_What you are asked to do:_ Rewrite the listing below with every "thickest" changed to "widest", leaving everything else untouched.
— begin Provided data —
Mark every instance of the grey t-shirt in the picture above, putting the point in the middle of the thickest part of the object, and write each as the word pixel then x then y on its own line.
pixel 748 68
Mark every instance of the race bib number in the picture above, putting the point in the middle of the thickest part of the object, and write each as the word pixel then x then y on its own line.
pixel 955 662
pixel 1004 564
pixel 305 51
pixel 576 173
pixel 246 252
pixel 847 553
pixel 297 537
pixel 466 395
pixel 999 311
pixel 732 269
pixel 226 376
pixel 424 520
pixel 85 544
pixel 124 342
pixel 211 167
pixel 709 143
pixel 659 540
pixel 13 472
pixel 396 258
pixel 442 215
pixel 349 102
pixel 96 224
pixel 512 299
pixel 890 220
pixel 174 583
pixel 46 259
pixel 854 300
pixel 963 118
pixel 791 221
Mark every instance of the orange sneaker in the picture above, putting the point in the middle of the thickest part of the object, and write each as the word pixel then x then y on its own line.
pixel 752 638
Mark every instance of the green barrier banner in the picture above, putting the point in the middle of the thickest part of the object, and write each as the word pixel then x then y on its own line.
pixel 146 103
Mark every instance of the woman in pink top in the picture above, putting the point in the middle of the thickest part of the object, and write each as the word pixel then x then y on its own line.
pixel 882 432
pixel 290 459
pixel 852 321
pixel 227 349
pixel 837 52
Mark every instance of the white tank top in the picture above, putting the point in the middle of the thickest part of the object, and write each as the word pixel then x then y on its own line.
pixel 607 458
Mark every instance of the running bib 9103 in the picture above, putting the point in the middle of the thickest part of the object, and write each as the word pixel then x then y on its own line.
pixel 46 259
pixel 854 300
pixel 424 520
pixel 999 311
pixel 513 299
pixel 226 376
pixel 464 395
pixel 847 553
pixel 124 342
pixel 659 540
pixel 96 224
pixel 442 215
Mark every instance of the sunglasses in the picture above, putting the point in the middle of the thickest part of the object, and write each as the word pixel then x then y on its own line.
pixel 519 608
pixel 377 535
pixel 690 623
— end Provided data —
_Finished task:_
Mark every instance of the grey t-shirt in the picture above, putting the point in the middle of the widest part of the object, and write each as the word pixel then x then y on its own line.
pixel 748 68
Mark every instance of the race bib number in the picture above, putting the point in the middle of the widest part of the object, and write each as the word pixel then x then y on its own line.
pixel 955 662
pixel 1004 564
pixel 305 51
pixel 576 173
pixel 246 252
pixel 847 553
pixel 297 537
pixel 466 395
pixel 999 311
pixel 732 269
pixel 226 376
pixel 424 520
pixel 85 544
pixel 124 342
pixel 211 167
pixel 709 143
pixel 659 540
pixel 13 472
pixel 396 258
pixel 442 215
pixel 349 102
pixel 96 224
pixel 512 299
pixel 890 220
pixel 174 583
pixel 46 259
pixel 854 300
pixel 963 118
pixel 791 221
Mark every instance of the orange sneaker in the picture above, putting the point in the middle of the widest part of the object, and write each as the word pixel then x then y on its own line.
pixel 752 638
Mark every instance of the green barrier banner in the picture above, putting the point in the middle of the widest part of the object, and write each as the word pixel then x then y on its own line.
pixel 146 103
Mark every instance of the woman in pink top in the picture above, putting the point in the middle of the widest part of the object, and write each as the word pixel then x then y on its own line.
pixel 882 432
pixel 290 459
pixel 852 321
pixel 227 349
pixel 837 52
Mark every instance of the white tank top in the picture above, putting the point in the middle of the widest part of the object, and write each as the word pixel then x then y on its own line.
pixel 607 458
Mark every instance of the running bib 9103 in the picture above, putting the point in the middle of the widest part of the object, and write each as the word pixel then x then y on its own line.
pixel 46 259
pixel 854 300
pixel 424 520
pixel 999 311
pixel 513 299
pixel 226 376
pixel 464 395
pixel 847 553
pixel 124 342
pixel 659 540
pixel 96 224
pixel 442 215
Mark every instance of the sunglasses in the picture above, putting the point in the middle of the widest part of the object, and write each as the word pixel then x then y on its own line.
pixel 519 608
pixel 377 535
pixel 690 623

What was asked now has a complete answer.